# start of STORED DATA

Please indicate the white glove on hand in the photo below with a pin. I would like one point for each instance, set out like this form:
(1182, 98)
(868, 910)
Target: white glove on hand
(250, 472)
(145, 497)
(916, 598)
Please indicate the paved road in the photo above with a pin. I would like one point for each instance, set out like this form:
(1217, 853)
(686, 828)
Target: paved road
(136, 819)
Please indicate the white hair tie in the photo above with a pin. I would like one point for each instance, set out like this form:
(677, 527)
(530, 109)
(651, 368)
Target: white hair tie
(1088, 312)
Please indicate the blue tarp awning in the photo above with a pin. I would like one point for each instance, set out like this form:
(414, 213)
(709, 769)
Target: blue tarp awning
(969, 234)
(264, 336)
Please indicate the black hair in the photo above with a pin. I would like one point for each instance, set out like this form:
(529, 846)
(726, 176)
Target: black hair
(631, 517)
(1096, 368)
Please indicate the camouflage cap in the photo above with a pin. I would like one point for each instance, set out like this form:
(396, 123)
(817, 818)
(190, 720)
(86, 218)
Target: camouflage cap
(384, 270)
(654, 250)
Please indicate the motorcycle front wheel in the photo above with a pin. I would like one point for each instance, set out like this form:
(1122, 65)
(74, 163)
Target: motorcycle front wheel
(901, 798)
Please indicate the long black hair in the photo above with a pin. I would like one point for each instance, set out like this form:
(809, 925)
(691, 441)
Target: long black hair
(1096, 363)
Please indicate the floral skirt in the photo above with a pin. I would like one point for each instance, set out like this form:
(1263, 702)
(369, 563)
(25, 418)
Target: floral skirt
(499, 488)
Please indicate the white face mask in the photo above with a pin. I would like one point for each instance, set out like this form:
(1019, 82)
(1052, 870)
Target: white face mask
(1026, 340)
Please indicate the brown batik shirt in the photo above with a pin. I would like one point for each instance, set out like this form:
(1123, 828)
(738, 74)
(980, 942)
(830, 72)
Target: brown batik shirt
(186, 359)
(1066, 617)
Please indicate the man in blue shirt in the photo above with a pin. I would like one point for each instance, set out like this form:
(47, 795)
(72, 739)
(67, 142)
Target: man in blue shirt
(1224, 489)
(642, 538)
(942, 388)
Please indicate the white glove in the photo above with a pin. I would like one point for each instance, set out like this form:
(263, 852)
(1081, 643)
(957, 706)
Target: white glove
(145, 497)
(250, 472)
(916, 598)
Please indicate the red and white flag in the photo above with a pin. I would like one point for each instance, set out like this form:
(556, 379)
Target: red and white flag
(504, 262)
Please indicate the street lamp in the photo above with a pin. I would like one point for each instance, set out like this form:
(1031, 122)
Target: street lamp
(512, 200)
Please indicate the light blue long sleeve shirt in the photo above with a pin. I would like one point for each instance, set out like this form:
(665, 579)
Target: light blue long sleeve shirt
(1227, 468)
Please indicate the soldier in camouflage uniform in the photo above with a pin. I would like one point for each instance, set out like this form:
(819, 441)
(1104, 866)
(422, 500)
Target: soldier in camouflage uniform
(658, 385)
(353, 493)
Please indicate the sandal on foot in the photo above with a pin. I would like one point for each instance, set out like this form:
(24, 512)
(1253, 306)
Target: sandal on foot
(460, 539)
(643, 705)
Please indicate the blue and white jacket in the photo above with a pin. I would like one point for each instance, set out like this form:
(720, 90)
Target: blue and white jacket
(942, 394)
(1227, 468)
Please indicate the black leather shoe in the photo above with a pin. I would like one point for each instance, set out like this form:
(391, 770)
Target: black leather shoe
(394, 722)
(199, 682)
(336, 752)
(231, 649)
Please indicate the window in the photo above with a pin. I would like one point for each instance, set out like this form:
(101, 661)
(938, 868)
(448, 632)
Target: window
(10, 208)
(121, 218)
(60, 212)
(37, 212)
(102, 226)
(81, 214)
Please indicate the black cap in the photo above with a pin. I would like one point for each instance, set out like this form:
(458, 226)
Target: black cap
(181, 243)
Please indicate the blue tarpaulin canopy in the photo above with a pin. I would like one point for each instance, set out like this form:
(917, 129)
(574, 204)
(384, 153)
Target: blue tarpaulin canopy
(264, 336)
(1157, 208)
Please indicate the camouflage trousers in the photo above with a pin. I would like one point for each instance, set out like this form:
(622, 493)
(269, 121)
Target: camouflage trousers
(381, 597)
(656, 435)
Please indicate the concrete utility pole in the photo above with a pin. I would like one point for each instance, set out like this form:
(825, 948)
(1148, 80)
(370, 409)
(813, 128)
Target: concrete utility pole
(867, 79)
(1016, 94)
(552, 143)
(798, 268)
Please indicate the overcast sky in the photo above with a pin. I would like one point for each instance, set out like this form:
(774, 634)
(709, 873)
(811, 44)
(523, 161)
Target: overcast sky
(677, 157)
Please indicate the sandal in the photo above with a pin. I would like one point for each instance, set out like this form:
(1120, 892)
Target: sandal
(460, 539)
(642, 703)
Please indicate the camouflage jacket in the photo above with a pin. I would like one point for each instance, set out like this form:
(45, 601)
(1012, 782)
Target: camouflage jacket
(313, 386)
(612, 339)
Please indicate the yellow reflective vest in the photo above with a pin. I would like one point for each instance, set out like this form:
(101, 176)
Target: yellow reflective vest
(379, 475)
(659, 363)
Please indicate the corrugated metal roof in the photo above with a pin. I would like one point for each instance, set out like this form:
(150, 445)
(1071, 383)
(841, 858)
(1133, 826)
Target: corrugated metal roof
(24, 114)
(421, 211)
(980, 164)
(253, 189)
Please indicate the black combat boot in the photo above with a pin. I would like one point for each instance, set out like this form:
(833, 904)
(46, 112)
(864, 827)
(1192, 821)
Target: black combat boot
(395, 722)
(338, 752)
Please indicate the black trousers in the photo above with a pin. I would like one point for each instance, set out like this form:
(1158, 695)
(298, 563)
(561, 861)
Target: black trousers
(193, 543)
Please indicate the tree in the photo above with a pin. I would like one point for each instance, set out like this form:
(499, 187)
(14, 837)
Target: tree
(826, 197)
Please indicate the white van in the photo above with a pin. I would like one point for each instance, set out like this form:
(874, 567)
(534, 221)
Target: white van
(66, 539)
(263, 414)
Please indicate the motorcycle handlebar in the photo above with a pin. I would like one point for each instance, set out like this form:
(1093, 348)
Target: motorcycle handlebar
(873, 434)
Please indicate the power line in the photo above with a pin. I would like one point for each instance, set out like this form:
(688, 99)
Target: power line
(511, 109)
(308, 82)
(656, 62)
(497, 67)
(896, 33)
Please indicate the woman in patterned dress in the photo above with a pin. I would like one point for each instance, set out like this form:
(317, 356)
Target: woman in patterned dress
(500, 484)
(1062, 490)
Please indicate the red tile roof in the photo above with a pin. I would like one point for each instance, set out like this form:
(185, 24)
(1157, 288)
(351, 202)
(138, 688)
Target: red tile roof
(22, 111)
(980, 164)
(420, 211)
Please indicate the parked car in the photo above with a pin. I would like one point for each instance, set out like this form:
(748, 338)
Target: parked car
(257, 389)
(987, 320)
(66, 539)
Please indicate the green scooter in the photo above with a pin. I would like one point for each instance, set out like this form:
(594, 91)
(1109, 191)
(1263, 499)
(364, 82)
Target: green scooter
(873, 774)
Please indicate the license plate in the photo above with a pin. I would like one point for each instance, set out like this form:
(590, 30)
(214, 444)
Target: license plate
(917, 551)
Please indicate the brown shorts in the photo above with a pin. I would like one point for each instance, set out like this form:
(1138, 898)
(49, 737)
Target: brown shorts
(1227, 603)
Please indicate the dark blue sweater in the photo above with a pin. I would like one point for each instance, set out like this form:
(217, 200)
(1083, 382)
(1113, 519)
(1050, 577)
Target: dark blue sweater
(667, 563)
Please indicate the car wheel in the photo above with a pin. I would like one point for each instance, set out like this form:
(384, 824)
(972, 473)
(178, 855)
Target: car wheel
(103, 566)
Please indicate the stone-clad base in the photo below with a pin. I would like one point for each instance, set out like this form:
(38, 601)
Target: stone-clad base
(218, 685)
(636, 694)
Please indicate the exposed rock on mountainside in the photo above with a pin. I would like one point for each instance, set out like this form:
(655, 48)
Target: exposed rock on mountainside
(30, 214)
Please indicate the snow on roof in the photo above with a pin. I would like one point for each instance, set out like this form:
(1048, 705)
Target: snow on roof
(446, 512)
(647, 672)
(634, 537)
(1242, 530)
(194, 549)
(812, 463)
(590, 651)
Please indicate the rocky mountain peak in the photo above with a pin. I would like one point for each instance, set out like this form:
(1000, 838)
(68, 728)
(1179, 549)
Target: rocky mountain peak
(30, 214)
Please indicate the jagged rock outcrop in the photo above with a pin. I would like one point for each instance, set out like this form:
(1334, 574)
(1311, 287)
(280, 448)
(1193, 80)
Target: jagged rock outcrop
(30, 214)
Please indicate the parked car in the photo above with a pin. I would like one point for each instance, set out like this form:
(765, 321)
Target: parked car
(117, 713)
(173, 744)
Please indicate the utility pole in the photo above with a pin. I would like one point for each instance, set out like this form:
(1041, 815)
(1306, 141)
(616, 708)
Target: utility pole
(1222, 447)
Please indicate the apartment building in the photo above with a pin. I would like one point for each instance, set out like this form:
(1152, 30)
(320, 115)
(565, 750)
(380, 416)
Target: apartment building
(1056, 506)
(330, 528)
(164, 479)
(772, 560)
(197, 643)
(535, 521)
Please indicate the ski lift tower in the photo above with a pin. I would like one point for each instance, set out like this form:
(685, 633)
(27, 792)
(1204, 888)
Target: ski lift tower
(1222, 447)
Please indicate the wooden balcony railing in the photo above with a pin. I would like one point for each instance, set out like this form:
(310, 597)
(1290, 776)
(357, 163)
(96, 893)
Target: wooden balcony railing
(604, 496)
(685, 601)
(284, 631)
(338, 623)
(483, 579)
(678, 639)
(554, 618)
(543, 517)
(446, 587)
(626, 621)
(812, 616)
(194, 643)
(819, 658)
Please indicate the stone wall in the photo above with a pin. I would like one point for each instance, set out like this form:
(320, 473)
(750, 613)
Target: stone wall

# end of STORED DATA

WHAT YOU NEED TO DO:
Nothing but the lines from the one with "Please indicate the ski" through the last line should be repeated, each exactly as it stands.

ANSWER TO THE PROBLEM:
Please indicate the ski lift tower in the photo above with a pin. I would like one point for each instance, set out like this form:
(685, 633)
(27, 792)
(1204, 888)
Target: ski lift tower
(1222, 447)
Please indicate the wooden balcony railing in the photo above with a pin. I would like one point for each instance, set out like this form:
(310, 597)
(1290, 776)
(357, 163)
(96, 893)
Target: wooden balcony railing
(604, 496)
(685, 601)
(284, 631)
(338, 623)
(483, 579)
(678, 639)
(554, 618)
(543, 517)
(446, 587)
(626, 621)
(812, 616)
(194, 643)
(819, 658)
Please indicate the stone wall in the photo above with a pin. I would like one point for each instance, set out like this form:
(320, 473)
(750, 613)
Target: stone wall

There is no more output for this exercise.